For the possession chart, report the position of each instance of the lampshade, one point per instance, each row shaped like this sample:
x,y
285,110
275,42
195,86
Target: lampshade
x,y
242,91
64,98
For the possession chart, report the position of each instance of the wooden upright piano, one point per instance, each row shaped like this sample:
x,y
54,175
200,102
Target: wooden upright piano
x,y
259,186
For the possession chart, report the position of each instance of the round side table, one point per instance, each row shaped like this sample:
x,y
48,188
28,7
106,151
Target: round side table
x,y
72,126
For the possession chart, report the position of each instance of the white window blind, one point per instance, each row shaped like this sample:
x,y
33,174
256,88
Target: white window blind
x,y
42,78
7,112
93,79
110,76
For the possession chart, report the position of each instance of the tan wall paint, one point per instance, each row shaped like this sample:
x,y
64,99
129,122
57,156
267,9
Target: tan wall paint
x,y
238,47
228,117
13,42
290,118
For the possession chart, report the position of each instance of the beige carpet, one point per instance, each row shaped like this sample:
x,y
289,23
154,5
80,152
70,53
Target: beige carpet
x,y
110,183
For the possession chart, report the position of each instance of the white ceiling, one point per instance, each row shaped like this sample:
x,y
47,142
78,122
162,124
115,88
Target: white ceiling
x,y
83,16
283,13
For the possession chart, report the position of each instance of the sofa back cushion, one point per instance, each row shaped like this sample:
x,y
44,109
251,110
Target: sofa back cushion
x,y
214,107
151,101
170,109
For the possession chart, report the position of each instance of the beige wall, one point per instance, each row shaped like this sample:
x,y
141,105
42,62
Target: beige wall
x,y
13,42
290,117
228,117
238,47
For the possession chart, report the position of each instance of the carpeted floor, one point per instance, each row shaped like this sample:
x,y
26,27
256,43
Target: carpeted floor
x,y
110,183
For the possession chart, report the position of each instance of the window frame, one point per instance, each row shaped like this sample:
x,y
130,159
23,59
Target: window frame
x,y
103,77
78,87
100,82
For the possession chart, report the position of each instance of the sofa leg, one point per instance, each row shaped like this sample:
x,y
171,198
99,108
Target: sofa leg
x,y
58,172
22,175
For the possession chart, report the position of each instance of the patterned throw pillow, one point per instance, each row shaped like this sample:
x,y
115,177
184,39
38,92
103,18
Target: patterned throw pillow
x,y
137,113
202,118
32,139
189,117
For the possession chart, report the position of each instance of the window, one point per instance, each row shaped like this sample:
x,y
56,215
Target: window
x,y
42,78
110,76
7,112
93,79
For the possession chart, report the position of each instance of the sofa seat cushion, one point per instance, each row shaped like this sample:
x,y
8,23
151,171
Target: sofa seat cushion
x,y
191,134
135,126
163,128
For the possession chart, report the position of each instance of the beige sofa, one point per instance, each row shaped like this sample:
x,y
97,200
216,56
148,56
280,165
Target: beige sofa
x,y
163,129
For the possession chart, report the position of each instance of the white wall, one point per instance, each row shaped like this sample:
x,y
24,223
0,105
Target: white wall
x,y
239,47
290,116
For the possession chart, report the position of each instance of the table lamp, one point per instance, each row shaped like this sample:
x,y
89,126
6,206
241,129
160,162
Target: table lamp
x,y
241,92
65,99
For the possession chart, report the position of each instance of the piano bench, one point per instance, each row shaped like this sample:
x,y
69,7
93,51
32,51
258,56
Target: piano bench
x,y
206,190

• _Exercise aim_: Rewrite all of the lines above as a numbered list, skipping any blank lines.

• _Result of the task_:
1. For the possession chart, report the position of each instance of the lampshade, one point per instance, each row shaped like this sample:
2. x,y
3. 285,110
4. 275,42
5. 195,86
6. Target: lampshade
7. x,y
8. 242,91
9. 64,98
10. For the possession chart, report the position of each instance of the wooden upright piano, one point per instance, each row shaped like this sample:
11. x,y
12. 54,175
13. 200,102
14. Target: wooden upright piano
15. x,y
16. 259,186
17. For the possession chart, report the position of each instance of the round side table, one point per instance, each row shaped like this sample:
18. x,y
19. 48,188
20. 28,7
21. 106,151
22. Target: round side table
23. x,y
24. 72,126
25. For the possession chart, report the position of each instance of the white window blind, one point per instance, each row shaped like this sample:
26. x,y
27. 33,174
28. 256,88
29. Target: white window blind
30. x,y
31. 42,78
32. 7,112
33. 93,79
34. 110,76
35. For the possession chart, report the position of each instance of the tan wall paint, one point per instance, each row shaped like this sample:
36. x,y
37. 64,99
38. 129,122
39. 57,156
40. 267,9
41. Target: tan wall paint
42. x,y
43. 238,47
44. 228,117
45. 13,42
46. 290,118
47. For the possession chart, report the position of each instance of the beige carpet, one point per instance, each row shaped like this sample:
48. x,y
49. 289,23
50. 154,5
51. 80,152
52. 70,53
53. Target: beige carpet
54. x,y
55. 110,183
56. For the possession chart, report the position of each instance of the white ceiling, one point per instance, each row shaped like this sample:
57. x,y
58. 47,142
59. 78,122
60. 162,124
61. 115,88
62. Target: white ceiling
63. x,y
64. 83,16
65. 283,13
66. For the possession chart, report the position of each instance of the sofa back cushion, one point per instance, each row shaped like this sample:
67. x,y
68. 44,109
69. 251,110
70. Target: sofa back cushion
71. x,y
72. 214,107
73. 151,101
74. 170,109
75. For the possession chart, report the position of each instance of the beige wall, one point per instance, each row shaped like this sample:
76. x,y
77. 141,105
78. 42,62
79. Target: beige wall
80. x,y
81. 13,42
82. 290,117
83. 228,117
84. 238,47
85. For the possession chart, report the position of each instance of the carpeted floor, one point per instance, each row shaped like this sample:
86. x,y
87. 26,27
88. 256,43
89. Target: carpeted floor
90. x,y
91. 110,183
92. For the possession chart, report the position of each instance of the window frame, one point per instance, each row shaped like this sample:
93. x,y
94. 130,159
95. 23,59
96. Target: window frame
97. x,y
98. 103,77
99. 78,87
100. 100,82
101. For the possession chart, report the position of each instance of the sofa leg, one point per instance, each row shaped like this sample:
102. x,y
103. 171,198
104. 99,108
105. Target: sofa leg
106. x,y
107. 58,172
108. 22,175
109. For the possession chart, report the position of each instance of the patterned throw pillow, one point per instance, each row shaped like this sample:
110. x,y
111. 115,177
112. 184,39
113. 38,92
114. 103,18
115. Target: patterned throw pillow
116. x,y
117. 137,113
118. 202,118
119. 32,139
120. 189,117
121. For the possession chart, report the position of each instance of the window, one point per instance, each row shaped like this sample:
122. x,y
123. 56,215
124. Target: window
125. x,y
126. 42,78
127. 110,76
128. 7,112
129. 93,79
130. For the possession chart, report the position of each instance of the sofa seat cushion, one point per instance, each row shaped like this sample:
131. x,y
132. 8,23
133. 151,171
134. Target: sofa seat cushion
135. x,y
136. 191,134
137. 135,126
138. 163,128
139. For the possession chart, report the position of each instance of the beige sofa, one point per instance, each row shaped like this sample:
140. x,y
141. 97,200
142. 216,56
143. 148,56
144. 280,165
145. Target: beige sofa
146. x,y
147. 163,129
148. For the possession chart, report the position of each instance of the white wall, one point per instance, each row shaped like this sample:
149. x,y
150. 24,223
151. 0,105
152. Target: white wall
153. x,y
154. 239,47
155. 290,116
156. For the possession chart, report the position of each instance of the table lamp, one point per instance, each row shaped like this sample:
157. x,y
158. 89,126
159. 6,206
160. 241,129
161. 160,162
162. Target: table lamp
163. x,y
164. 241,92
165. 65,99
166. For the possession chart, report the position of each instance of the piano bench, one point per instance, each row shaped like this sample:
167. x,y
168. 69,7
169. 93,51
170. 32,51
171. 258,56
172. Target: piano bench
173. x,y
174. 206,190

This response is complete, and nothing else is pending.